## Task statement
Copy every line of the entries from the line containing "Mark each white caravan" through the line containing "0,93,767,255", both included. Scale only the bounding box coordinates in the answers by 0.7 and round each to a whole number, halves up, leaving all other numbers unchanged.

(Excerpts of bounding box data)
○ ○ ○

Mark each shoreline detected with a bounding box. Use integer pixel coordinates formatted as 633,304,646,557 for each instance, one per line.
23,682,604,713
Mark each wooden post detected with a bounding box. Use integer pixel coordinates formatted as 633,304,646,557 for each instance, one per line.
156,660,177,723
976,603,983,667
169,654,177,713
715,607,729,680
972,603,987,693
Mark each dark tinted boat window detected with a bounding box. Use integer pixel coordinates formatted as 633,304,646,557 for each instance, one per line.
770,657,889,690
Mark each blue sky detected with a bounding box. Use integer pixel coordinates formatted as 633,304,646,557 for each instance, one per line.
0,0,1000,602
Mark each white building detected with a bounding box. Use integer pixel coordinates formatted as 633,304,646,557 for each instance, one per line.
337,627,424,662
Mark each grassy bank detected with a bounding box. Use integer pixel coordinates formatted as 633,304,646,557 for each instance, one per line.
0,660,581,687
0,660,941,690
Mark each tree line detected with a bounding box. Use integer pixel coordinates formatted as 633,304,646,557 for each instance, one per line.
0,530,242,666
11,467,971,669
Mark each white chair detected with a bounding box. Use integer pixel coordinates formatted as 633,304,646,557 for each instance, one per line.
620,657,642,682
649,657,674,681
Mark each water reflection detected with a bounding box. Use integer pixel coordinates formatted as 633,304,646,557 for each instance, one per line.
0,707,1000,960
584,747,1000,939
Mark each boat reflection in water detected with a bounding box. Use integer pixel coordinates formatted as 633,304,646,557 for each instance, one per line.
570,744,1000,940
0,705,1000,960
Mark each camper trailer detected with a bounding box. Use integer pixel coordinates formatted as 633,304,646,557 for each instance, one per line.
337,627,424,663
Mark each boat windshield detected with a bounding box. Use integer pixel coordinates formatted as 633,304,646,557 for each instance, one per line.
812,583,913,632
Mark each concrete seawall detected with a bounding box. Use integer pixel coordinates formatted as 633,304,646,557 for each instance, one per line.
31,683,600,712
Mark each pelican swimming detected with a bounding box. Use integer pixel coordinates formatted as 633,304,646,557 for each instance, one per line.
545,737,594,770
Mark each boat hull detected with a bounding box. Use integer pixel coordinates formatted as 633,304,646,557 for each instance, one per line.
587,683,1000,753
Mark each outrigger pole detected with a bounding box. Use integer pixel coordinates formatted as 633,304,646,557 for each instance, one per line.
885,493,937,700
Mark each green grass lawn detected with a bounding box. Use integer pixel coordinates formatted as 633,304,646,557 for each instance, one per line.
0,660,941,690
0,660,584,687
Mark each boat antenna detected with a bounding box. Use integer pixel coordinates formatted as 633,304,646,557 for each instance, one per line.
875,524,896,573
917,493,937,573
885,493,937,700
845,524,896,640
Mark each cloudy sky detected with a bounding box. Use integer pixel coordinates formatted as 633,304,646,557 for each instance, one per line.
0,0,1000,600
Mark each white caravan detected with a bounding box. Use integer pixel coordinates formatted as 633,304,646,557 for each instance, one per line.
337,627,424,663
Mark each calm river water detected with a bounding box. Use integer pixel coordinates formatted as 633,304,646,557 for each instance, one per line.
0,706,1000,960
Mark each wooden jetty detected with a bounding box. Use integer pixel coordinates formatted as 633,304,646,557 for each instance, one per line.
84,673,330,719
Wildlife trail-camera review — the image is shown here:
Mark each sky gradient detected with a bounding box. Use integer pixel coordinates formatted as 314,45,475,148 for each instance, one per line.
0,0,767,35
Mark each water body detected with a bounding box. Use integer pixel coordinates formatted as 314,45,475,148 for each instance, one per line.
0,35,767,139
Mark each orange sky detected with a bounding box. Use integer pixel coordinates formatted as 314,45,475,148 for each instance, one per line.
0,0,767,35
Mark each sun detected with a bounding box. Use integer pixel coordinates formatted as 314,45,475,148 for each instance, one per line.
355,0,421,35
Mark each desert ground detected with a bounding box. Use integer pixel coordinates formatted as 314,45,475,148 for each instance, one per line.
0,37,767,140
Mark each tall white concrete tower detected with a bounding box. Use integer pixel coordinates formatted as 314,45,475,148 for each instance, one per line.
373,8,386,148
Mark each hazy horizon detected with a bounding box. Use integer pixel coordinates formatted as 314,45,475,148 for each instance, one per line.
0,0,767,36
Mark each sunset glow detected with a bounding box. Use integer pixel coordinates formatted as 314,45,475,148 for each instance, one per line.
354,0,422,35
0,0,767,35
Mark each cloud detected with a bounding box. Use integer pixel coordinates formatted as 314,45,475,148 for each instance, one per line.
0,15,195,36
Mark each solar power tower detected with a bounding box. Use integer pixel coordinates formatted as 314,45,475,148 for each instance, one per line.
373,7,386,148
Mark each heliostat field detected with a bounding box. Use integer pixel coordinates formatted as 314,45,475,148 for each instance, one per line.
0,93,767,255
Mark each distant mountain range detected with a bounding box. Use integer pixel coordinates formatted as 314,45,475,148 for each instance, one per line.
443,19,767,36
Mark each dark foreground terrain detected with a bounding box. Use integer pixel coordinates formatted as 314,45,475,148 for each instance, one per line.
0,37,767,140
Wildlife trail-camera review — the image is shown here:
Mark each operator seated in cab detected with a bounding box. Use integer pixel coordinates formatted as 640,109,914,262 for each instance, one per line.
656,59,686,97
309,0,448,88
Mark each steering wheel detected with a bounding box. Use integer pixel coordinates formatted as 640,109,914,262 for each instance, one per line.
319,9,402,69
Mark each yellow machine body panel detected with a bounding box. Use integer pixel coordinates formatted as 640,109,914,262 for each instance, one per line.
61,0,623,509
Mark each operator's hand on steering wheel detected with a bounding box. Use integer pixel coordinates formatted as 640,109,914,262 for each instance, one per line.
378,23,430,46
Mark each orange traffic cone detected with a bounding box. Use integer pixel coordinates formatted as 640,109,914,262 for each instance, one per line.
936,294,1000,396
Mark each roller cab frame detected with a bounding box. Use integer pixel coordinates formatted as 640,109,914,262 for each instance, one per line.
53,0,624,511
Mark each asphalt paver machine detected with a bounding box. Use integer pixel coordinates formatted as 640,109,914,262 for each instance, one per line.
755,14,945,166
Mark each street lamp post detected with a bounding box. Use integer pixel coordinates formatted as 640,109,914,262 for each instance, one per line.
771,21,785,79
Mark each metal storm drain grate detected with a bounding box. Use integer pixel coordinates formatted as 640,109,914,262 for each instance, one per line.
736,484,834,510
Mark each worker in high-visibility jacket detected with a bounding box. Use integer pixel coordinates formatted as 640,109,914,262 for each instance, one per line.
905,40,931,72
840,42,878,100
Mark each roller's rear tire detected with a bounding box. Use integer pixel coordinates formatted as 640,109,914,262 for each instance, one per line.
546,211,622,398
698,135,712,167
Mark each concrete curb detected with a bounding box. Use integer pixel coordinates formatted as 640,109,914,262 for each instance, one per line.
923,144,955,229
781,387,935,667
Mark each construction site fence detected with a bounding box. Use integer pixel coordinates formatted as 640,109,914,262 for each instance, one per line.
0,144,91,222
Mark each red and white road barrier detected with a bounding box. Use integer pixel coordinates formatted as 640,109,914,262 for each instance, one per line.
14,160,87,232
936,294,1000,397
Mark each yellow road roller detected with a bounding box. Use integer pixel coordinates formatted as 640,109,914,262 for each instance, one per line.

○ ○ ○

## Result of the exercise
Mark each white caravan detected with a bounding box. Use integer pixel coordinates formatted as 633,304,646,557 for each instance, one per line.
236,439,297,464
Mark each calm river water detected with a bounding box. Use integer pixel coordinates formatted as 633,304,646,557 for each instance, one per line.
0,494,700,672
Mark each wooden jetty detected with a bounding box. Use integer pixel coordinates formatted as 633,304,646,557 for each instance, one per line.
59,471,231,503
Wildlife trail-camera review — the image is shown here:
Mark each sky gradient detected with a bounding box. Use integer pixel coordinates formatted as 314,45,475,148 for each instance, one per line.
0,0,537,25
Mark each water body detected with a bounding box. Use integer pixel coordinates formatted as 314,45,475,148 for each instance, one per line.
0,25,537,97
Mark each orange sky detected with a bounding box. Use integer pixel coordinates formatted as 314,45,475,148 for each instance, one per line.
0,0,537,25
Mark each sun detected with a bounding box. Use integer pixel coordinates formatted as 314,45,475,148 for each instance, one per line.
249,0,295,25
Mark each desert ground detected with a bounding box. Use integer pixel coordinates formatted as 314,45,475,148 for each instance, one per line.
0,26,537,98
Mark each tall white concrete tower detected with a bounding box. Use integer pixel coordinates formatted as 314,45,475,148 for each instance, one per line.
261,6,270,104
Mark each hazy horizon detected with a bounding box. Use integer pixel coordinates formatted as 314,45,475,148 for each instance, one per line.
0,0,537,25
Mark each sunset glow detected with a bounding box. Use integer pixel coordinates formatted as 314,45,475,148 for each instance, one per line.
248,0,295,25
0,0,537,25
Mark each cloud detected with a bounding box. Use integer pixel coordinates formatted as 314,45,475,148 for each instance, one per line.
0,11,137,25
Mark each solar power tower detected with a bounding box. Use integer pixel coordinates formatted as 314,45,475,148 for each instance, one per line.
261,5,270,104
Mark each heliostat field detected with a bounding box. Use integer pixel coordinates formatted as 314,45,475,148 for each instance, one per line.
0,65,537,179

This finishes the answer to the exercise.